→ **DETALLES DEL EJERCICIO**:
Convierte en una lista JSON de cadenas las líneas de los ítems que van desde el comienzo hasta la línea que contiene "(57, 248), (153, 300)", ambas incluidas. Pon una cadena por cada línea y omite las líneas en blanco.
------ REGISTROS ------
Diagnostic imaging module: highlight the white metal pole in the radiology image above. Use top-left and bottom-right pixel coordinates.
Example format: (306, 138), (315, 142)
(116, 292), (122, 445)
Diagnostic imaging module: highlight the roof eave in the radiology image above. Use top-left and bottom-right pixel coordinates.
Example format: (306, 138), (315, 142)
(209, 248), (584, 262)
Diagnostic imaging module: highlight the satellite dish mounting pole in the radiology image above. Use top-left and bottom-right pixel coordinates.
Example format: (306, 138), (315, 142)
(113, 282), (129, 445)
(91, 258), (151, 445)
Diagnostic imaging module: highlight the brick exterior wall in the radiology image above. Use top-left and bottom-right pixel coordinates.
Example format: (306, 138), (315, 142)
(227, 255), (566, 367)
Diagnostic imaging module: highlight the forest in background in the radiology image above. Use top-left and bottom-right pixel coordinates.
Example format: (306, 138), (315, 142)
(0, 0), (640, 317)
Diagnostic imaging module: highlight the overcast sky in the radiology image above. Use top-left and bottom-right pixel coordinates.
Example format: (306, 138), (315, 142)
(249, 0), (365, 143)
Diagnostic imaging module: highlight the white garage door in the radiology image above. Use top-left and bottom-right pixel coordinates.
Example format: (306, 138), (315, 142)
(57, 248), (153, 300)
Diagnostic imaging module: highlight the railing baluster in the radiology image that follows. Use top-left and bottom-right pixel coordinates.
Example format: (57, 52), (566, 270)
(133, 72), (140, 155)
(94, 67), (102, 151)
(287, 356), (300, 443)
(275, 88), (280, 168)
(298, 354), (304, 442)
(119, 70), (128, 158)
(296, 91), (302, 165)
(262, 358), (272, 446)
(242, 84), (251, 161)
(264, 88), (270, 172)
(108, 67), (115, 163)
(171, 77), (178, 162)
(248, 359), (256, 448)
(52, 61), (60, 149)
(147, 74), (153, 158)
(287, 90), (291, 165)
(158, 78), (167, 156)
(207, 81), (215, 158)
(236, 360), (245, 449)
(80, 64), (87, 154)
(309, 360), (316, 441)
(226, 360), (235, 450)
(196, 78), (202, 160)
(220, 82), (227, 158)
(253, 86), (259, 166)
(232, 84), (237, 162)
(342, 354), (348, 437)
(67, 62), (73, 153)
------
→ **RESPUESTA**:
[
  "Diagnostic imaging module: highlight the white metal pole in the radiology image above. Use top-left and bottom-right pixel coordinates.",
  "Example format: (306, 138), (315, 142)",
  "(116, 292), (122, 445)",
  "Diagnostic imaging module: highlight the roof eave in the radiology image above. Use top-left and bottom-right pixel coordinates.",
  "Example format: (306, 138), (315, 142)",
  "(209, 248), (584, 262)",
  "Diagnostic imaging module: highlight the satellite dish mounting pole in the radiology image above. Use top-left and bottom-right pixel coordinates.",
  "Example format: (306, 138), (315, 142)",
  "(113, 282), (129, 445)",
  "(91, 258), (151, 445)",
  "Diagnostic imaging module: highlight the brick exterior wall in the radiology image above. Use top-left and bottom-right pixel coordinates.",
  "Example format: (306, 138), (315, 142)",
  "(227, 255), (566, 367)",
  "Diagnostic imaging module: highlight the forest in background in the radiology image above. Use top-left and bottom-right pixel coordinates.",
  "Example format: (306, 138), (315, 142)",
  "(0, 0), (640, 317)",
  "Diagnostic imaging module: highlight the overcast sky in the radiology image above. Use top-left and bottom-right pixel coordinates.",
  "Example format: (306, 138), (315, 142)",
  "(249, 0), (365, 143)",
  "Diagnostic imaging module: highlight the white garage door in the radiology image above. Use top-left and bottom-right pixel coordinates.",
  "Example format: (306, 138), (315, 142)",
  "(57, 248), (153, 300)"
]